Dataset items
===============
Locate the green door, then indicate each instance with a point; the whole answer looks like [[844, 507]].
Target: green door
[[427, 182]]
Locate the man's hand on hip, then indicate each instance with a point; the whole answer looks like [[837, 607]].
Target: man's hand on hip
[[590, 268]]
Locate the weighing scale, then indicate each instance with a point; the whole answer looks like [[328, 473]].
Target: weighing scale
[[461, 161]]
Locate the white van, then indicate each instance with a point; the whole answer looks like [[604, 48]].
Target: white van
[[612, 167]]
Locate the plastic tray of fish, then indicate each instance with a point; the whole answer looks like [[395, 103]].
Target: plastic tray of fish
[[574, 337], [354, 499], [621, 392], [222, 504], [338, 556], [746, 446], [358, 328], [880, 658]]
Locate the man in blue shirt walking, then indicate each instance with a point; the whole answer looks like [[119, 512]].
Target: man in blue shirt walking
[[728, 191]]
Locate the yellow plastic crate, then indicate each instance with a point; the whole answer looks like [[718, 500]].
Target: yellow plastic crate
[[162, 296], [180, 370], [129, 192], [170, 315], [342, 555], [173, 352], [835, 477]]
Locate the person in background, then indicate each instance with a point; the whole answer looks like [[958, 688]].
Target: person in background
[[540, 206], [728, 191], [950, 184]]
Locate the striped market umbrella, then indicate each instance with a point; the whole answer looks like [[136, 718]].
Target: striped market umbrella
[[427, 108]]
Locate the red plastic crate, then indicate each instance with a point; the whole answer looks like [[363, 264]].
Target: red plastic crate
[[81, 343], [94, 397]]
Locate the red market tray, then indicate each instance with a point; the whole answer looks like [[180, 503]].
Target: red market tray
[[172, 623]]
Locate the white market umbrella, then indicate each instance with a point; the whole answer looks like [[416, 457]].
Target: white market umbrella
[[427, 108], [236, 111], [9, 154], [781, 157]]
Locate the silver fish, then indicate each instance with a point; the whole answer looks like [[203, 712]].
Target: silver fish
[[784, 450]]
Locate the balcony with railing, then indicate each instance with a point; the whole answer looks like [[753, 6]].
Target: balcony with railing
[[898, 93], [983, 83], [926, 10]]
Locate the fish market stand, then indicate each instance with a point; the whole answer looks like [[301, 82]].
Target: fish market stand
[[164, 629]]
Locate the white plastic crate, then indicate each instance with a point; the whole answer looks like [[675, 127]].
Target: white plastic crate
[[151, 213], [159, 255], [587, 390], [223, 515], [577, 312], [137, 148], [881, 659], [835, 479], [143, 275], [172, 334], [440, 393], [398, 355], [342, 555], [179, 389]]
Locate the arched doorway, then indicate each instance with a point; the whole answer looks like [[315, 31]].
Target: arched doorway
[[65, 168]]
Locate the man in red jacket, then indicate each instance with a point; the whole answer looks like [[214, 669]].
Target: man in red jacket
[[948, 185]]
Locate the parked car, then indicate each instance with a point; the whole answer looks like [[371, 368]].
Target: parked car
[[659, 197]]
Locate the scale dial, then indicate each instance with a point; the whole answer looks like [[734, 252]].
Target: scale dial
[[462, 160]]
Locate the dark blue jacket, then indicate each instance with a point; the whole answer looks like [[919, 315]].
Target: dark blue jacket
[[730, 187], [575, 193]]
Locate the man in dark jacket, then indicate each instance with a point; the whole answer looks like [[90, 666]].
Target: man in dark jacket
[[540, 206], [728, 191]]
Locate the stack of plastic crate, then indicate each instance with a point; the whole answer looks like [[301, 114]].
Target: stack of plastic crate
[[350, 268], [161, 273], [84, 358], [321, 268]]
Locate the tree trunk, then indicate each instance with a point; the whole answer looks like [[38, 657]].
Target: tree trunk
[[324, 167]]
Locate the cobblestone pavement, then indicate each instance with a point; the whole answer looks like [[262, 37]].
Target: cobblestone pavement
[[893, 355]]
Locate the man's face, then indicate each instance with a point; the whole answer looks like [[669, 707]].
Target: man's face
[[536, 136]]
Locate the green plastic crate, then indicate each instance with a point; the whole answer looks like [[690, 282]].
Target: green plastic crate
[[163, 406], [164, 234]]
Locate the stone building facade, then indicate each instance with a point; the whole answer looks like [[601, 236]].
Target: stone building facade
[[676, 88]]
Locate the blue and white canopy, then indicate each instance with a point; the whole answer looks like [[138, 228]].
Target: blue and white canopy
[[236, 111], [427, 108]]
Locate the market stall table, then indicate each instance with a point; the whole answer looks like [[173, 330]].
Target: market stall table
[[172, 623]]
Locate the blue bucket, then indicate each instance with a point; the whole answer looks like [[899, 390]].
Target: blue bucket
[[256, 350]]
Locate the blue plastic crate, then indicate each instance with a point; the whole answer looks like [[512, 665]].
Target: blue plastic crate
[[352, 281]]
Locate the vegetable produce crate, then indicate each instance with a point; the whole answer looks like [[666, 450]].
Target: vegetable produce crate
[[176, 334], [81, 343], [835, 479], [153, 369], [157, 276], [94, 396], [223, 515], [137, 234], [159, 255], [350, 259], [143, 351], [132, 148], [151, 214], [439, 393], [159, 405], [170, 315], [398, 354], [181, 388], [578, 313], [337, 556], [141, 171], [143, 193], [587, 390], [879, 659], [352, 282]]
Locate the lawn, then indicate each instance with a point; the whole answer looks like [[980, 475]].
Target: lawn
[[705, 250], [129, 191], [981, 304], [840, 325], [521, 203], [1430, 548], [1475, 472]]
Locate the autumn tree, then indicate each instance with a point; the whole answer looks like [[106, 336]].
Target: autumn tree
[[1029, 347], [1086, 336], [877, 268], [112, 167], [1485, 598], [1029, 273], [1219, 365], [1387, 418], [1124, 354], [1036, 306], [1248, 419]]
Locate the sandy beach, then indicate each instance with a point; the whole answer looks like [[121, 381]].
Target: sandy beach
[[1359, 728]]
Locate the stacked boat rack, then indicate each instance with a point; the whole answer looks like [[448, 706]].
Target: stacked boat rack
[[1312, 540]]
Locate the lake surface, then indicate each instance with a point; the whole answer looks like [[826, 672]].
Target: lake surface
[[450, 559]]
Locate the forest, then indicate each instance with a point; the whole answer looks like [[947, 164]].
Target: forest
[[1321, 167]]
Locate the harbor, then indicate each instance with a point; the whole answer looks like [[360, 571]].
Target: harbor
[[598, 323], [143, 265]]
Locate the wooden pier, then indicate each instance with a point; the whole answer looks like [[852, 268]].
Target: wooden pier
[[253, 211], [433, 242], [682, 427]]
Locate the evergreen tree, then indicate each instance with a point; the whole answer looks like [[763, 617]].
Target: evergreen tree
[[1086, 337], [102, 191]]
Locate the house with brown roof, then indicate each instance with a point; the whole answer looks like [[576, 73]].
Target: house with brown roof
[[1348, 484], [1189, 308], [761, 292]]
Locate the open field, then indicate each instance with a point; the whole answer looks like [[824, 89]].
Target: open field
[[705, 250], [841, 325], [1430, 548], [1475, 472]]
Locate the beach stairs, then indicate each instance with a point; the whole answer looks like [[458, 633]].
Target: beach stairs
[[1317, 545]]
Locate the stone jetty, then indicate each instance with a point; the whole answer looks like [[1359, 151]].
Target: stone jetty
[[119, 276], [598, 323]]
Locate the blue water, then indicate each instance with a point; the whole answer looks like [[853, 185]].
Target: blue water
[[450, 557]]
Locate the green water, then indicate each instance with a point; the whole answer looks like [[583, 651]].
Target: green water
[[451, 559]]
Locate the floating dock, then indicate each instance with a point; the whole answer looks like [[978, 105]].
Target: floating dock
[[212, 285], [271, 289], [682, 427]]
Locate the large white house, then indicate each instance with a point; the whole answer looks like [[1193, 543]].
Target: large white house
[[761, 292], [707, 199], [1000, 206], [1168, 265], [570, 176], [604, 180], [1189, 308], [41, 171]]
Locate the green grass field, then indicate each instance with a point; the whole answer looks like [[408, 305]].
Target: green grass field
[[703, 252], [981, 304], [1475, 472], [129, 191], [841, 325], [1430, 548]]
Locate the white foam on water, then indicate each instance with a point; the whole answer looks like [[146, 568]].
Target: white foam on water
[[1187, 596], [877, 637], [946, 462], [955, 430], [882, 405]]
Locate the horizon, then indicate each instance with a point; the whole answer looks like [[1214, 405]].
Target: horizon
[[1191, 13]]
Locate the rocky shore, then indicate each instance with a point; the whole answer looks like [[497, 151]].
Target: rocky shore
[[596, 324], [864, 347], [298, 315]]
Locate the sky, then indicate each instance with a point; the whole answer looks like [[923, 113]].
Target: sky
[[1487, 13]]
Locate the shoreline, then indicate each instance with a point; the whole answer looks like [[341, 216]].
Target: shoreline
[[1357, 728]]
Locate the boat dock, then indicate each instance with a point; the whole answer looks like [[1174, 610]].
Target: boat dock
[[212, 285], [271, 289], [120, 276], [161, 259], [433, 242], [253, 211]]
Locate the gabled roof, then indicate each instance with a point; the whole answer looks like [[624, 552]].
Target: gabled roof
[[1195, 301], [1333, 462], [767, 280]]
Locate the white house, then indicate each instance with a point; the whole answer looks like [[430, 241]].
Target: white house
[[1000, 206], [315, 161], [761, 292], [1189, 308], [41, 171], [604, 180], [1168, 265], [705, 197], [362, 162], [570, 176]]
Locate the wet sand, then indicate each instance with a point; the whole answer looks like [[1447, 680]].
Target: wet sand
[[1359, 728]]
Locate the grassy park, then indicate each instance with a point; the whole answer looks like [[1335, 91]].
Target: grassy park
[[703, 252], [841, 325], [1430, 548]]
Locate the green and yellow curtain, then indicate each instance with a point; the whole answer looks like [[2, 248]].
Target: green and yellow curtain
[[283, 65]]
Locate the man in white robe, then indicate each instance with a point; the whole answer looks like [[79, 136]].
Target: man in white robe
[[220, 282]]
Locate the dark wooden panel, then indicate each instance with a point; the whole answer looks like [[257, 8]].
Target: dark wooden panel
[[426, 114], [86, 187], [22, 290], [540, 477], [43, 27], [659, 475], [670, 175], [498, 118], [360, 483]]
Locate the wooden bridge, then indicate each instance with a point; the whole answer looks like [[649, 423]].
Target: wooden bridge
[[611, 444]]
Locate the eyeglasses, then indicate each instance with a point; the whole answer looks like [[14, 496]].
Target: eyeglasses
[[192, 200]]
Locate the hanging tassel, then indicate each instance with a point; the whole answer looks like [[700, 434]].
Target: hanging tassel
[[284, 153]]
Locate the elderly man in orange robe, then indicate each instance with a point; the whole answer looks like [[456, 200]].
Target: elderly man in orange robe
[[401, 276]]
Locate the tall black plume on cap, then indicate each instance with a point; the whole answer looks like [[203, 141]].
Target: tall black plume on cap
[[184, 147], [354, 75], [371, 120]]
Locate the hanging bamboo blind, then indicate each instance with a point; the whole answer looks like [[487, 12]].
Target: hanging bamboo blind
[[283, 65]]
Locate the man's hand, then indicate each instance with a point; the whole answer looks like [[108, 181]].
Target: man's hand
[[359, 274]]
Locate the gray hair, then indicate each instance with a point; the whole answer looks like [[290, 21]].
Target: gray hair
===============
◆ **WHAT IS EXPECTED**: Beginning of the records through the line with "Locate the man's hand on": return that span exactly and stop there.

◆ **ANSWER BOX**:
Locate the green door, then indicate each instance with a point; the whole answer looks like [[844, 507]].
Target: green door
[[427, 182]]
Locate the man's hand on hip, then indicate each instance with a point; the whole answer looks like [[837, 607]].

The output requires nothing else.